### EXCERPTED PASSAGE
• • • • •
Advertisement

Music Reviews : Theatrical Program by the E.A.R. Unit

Share

The California E.A.R. Unit has built a reputation for its proficiency in difficult avant-garde music and absurdist theater. Wednesday night in Bing Theater at the County Museum of Art, the ensemble showcased five works melding the two disciplines, but favoring the thespian side of their talents.

The West Coast premiere of Donald Martino’s “From the Other Side” for flute, cello, piano and percussion, proved a pleasantly surprising departure from the composer’s previous, strictly 12-tone work. The meticulously wrought score included weighty passages of expressionist, atonal writing but also frequent Romantic melodies, jazz licks and irreverent shoutings.

The last movement, “Das magische Kabarett des Doktor Schonberg,” reconstructed a risque Viennese cabaret on stage, complete with jazz orchestra and a sexy cocktail waitress who served wine. Cellist Erika Duke donned a jacket and cap, impersonating Schoenberg from his youthful days as a cabaret musician.

Advertisement

Overall, Duke, flutist Dorothy Stone, pianist Gaylord Mowrey and percussionist Amy Knoles approached Martino’s music, as well as the theatrical elements, with intelligence and aptness.

Toshi Ichiyanagi’s “Pratyahara”(1963) provided another fitting vehicle for the E.A.R. Unit’s flair for non-narrative theater and works from the Fluxus movement. Cluttering the stage with various sound-making and visually stimulating objects such as wind-up toys, a popcorn popper and an electric guitar, Mowrey, Knoles, Art Jarvinen and Lorna Eder unfolded the drama slowly and patiently.
• • • • •
### DATA SHOWN

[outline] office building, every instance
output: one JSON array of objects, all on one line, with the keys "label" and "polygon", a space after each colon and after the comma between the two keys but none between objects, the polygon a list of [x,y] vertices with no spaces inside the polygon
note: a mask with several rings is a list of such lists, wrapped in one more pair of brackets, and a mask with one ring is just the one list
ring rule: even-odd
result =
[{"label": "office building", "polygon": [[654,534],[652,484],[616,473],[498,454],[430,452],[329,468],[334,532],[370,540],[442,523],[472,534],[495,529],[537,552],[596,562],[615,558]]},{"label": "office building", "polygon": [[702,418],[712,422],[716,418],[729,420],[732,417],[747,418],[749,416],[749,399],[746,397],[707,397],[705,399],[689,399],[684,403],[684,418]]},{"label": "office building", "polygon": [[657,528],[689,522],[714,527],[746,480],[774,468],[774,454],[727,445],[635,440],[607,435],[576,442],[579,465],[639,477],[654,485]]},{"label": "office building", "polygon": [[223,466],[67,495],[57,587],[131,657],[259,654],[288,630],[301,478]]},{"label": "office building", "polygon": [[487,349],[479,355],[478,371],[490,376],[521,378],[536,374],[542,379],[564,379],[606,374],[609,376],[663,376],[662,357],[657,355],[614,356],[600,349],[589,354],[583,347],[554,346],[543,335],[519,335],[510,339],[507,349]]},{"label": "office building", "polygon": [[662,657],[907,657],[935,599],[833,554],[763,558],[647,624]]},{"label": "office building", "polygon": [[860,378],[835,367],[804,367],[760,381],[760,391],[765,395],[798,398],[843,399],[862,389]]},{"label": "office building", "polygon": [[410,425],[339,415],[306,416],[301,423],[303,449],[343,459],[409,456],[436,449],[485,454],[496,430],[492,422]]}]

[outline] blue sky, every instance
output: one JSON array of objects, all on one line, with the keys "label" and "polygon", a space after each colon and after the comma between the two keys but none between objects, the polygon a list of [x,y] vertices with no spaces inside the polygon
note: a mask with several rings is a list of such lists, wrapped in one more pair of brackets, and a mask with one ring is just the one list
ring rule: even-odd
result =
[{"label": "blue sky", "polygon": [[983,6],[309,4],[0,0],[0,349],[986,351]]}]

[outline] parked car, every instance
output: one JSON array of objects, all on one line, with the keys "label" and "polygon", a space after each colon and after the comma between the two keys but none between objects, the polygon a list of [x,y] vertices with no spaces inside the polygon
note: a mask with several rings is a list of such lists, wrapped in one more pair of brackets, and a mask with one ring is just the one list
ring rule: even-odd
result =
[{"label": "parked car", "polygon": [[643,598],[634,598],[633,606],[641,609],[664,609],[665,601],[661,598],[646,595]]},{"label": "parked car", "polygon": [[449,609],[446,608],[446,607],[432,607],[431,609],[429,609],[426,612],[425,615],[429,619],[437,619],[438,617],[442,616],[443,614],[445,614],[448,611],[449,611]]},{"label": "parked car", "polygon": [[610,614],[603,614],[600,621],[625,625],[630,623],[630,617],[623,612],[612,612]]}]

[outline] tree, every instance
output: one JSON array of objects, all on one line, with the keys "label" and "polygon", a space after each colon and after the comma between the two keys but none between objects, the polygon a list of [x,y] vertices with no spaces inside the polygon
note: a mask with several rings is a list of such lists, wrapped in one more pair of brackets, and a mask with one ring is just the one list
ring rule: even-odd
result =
• • • • •
### REQUIRED WORK
Reproduce verbatim the part of the E.A.R. Unit concert review between "The West Coast" and "intelligence and aptness.", inclusive. The data has nothing to do with the E.A.R. Unit concert review.

### OUTPUT OF THE TASK
The West Coast premiere of Donald Martino’s “From the Other Side” for flute, cello, piano and percussion, proved a pleasantly surprising departure from the composer’s previous, strictly 12-tone work. The meticulously wrought score included weighty passages of expressionist, atonal writing but also frequent Romantic melodies, jazz licks and irreverent shoutings.

The last movement, “Das magische Kabarett des Doktor Schonberg,” reconstructed a risque Viennese cabaret on stage, complete with jazz orchestra and a sexy cocktail waitress who served wine. Cellist Erika Duke donned a jacket and cap, impersonating Schoenberg from his youthful days as a cabaret musician.

Advertisement

Overall, Duke, flutist Dorothy Stone, pianist Gaylord Mowrey and percussionist Amy Knoles approached Martino’s music, as well as the theatrical elements, with intelligence and aptness.